• [AIM 1]: Can you reproduce, character for character, the lines of the records below from the line with "Segment every instance of the sunset" up to and including the line with "POLYGON ((0 66, 36"?

The principle behind this doctrine dates to Roman times. The principle first emerged in the modern sense with the decolonization of Latin America when each former Spanish colony agreed to accept territories that were “presumed to be possessed by its colonial predecessors” (Ibid). The same Doctrine was accepted by former colonies in the African continent. The International Court of Justice (ICJ) has “argued for its relevance across the world” (Ibid).
“This principle was stated most directly in the ICJ’s 1986 decision in the Frontier Dispute/Burkina Faso Republic of Mali case. The ICJ had been asked to settle the location of a disputed segment of the border between Mali and Burkina Faso, both of which had been part of French West Africa before independence. In their judgment over the merits of this Frontier Dispute case the ICJ emphasized the legal principle of uti possidetis juris”:
“The ICJ judgment in the Mali-Burkina Faso Dispute case also argued that the principle of uti possidetis should apply in any decolonization situation regardless of the legal or political status of the entities on each side of the border”:
“The territorial boundaries which have to be respected may also derive from international frontiers which previously divided a colony of one State from a colony of another, or indeed a colonial territory from the territory of another independent State…There is no doubt that the obligation to respect pre-existing international frontiers in the event of State succession derives from a general rule of international law, whether or not the rule is expressed in the formula of uti possidetis” (ICJ 1986, Ibid).

• [DATA SUPPLIED]:
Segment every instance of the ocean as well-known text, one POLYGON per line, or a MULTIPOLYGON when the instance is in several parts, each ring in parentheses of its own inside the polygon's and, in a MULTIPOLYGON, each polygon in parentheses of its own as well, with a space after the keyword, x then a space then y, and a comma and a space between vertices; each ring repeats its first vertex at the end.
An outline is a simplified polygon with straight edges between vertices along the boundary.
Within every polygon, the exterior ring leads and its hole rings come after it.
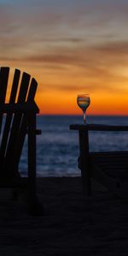
MULTIPOLYGON (((70 131, 71 124, 81 124, 83 117, 75 115, 38 115, 37 128, 37 176, 80 176, 78 168, 79 132, 70 131)), ((128 125, 128 117, 87 116, 88 123, 128 125)), ((128 150, 128 132, 90 131, 90 151, 128 150)), ((20 172, 26 176, 27 140, 26 141, 20 172)))

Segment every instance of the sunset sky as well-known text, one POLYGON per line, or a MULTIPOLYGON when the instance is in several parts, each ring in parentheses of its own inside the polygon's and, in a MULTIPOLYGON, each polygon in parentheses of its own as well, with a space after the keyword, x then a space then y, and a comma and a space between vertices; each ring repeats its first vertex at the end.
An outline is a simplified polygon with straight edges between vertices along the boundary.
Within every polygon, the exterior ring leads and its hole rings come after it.
POLYGON ((0 66, 36 78, 41 113, 128 115, 127 0, 0 0, 0 66))

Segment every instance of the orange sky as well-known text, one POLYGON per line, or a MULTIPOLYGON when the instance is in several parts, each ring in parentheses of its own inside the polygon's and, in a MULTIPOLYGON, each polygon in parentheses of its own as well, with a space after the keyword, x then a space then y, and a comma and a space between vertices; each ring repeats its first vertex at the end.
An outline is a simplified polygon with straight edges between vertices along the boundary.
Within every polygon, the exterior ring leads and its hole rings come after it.
POLYGON ((0 0, 1 66, 38 82, 41 113, 128 115, 128 2, 0 0), (22 3, 20 3, 22 2, 22 3))

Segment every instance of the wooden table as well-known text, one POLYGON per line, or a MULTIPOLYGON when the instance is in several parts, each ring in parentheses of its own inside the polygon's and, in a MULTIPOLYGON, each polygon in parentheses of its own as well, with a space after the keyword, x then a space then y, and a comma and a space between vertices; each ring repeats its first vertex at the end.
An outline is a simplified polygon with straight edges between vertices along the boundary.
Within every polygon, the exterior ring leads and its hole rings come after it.
POLYGON ((128 125, 108 125, 101 124, 74 124, 70 125, 70 130, 79 131, 79 162, 82 177, 83 191, 91 195, 90 160, 89 150, 89 131, 128 131, 128 125))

• [AIM 2]: According to the passage on uti possidetis, what had Mali and Burkina Faso both been part of before independence?

• [TASK RESULT 1]:
Segment every instance of the sunset sky as well-known text, one POLYGON per line, or a MULTIPOLYGON when the instance is in several parts, each ring in parentheses of its own inside the polygon's and, in a MULTIPOLYGON, each polygon in parentheses of its own as well, with a space after the keyword, x then a space then y, and a comma and a space between vertices; each ring repeats its first vertex at the end.
An outline is a simplified polygon with straight edges between vertices along the boundary.
Within every polygon, the exterior ring leads and its hole rings come after it.
POLYGON ((0 66, 36 78, 41 113, 128 115, 127 0, 0 0, 0 66))

• [TASK RESULT 2]: French West Africa.